Extract to read:
BEGIN

“A well-thought-out and faultlessly-delivered show”
Set across the four-week span of a clinical drugs trial, The Effect (2012) is a play which tackles perhaps the highest concept of all: our ability to assess and analyse the workings of our own mind. Penned by Lucy Prebble , best known for writing the briefly-sensational ENRON, it’s revived here by Borders-based company Firebrand Theatre. Ironically though, Firebrand’s clinically-excellent performance throws into focus a few pronounced oddities in the script.
The “effect” of the title is the placebo effect – the powerful medical phenomenon which says that if we think we’re taking a drug, we’ll experience at least some of its benefits. Prebble explores that concept through two parallel storylines: a young couple who may or may not be falling in love, and a doctor who may or may not be depressed. Intellectually, I can see how this all hangs together, but it still felt like I was watching two plays uncomfortably squashed into one. “What is love?” and “Do antidepressants work?” are just very different questions, and I’m not sure it’s possible to tackle them both while doing full justice to either.
Much more successful, for me, were the human tales. On the one hand, there’s a sweet boy-meets-girl story – with the requisite courtship, predictable crisis, and the hope of a reconciliation by the end. It’s a time-worn formula, but it’s well-executed, and the tale has a twist that’s genuinely startling yet fully justified by the plot. Actors Scarlett Mack and Cameron Crighton do a fine job delivering characters we can love, with Crighton’s physical restlessness also adding plenty of interest to a series of otherwise quite static scenes.
Alongside them we have Pauline Knowles’ acerbic but secretly-warm-hearted doctor, who provides a lot of deadpan humour but clearly has a vulnerable side too. Knowles impressed me with her ability to inject subtle emotion, as did Jonathan Coote, playing the pharmaceutical-company manager with a secret in his past. It’s hinted early on that these two characters have met before, and the details of their relationship are revealed in carefully-measured doses – an ongoing mystery which underpins the first act of the play.

END

Extracted material:
BEGIN

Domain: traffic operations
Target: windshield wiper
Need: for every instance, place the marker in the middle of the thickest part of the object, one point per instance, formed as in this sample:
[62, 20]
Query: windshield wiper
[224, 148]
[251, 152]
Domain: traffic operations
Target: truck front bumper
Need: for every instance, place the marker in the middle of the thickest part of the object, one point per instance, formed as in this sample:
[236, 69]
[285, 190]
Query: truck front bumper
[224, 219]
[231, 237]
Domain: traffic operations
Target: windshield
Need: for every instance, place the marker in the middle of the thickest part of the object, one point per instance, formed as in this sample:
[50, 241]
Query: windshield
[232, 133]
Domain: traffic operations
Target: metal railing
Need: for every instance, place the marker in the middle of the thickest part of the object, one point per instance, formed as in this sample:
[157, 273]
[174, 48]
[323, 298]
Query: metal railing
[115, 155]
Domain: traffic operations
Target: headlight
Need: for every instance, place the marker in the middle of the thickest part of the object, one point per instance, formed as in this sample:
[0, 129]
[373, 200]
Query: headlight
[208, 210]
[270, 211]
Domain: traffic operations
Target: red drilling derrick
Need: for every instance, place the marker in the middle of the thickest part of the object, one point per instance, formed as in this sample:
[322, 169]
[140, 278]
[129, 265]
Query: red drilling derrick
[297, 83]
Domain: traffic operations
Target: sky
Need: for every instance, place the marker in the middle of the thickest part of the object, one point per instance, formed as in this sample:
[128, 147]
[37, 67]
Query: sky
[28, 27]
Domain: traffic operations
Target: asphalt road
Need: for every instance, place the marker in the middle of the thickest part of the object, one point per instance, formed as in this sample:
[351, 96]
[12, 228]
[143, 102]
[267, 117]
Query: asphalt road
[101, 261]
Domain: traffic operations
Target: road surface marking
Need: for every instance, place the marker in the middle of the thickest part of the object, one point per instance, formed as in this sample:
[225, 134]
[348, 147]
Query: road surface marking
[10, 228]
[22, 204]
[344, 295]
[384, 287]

END

Required actions:
• 1. Name every actor the review mentions.
• 2. Please revise the review's passage starting at "Alongside them we" and ending at "of the play.", replacing "doctor" with "physician".
• 3. Resume the review of The Effect after its final sentence.

Task-by-task answers:
• 1. Scarlett Mack, Cameron Crighton, Pauline Knowles, Jonathan Coote

• 2.
Alongside them we have Pauline Knowles’ acerbic but secretly-warm-hearted physician, who provides a lot of deadpan humour but clearly has a vulnerable side too. Knowles impressed me with her ability to inject subtle emotion, as did Jonathan Coote, playing the pharmaceutical-company manager with a secret in his past. It’s hinted early on that these two characters have met before, and the details of their relationship are revealed in carefully-measured doses – an ongoing mystery which underpins the first act of the play.

• 3.
Fine acting and direction are complemented by an effective design. The whole production is stark and monochrome, filled with medical whites and impersonal greys, a choice which serves to highlight rather than diminish the colourful humanity on display. Every now and then the cast break off into stylised sequences set to a techno-inspired soundtrack, punctuating the wordy script while skipping lightly over the duller parts of the plot. At times it all grows a little protracted – and I certainly wouldn’t have minded if they’d cut the last ten seconds of the sex scene – but all in all, Firebrand Theatre do well to thread a coherent path through a complex storyline.
In the end, the effect of The Effect was a mildly frustrating one: the script tries too hard to draw connections, and ends up feeling both crowded and languid at the same time. But that’s no reflection at all on the production company, who once again (see our reviews of Outlying Islands and of Blackbird) have laid on a well-thought-out and faultlessly-delivered show. All in all, this one’s well worth catching on its remaining dates at Summerhall – for the questions it poses may be disjointed, but they’re still intriguing ones.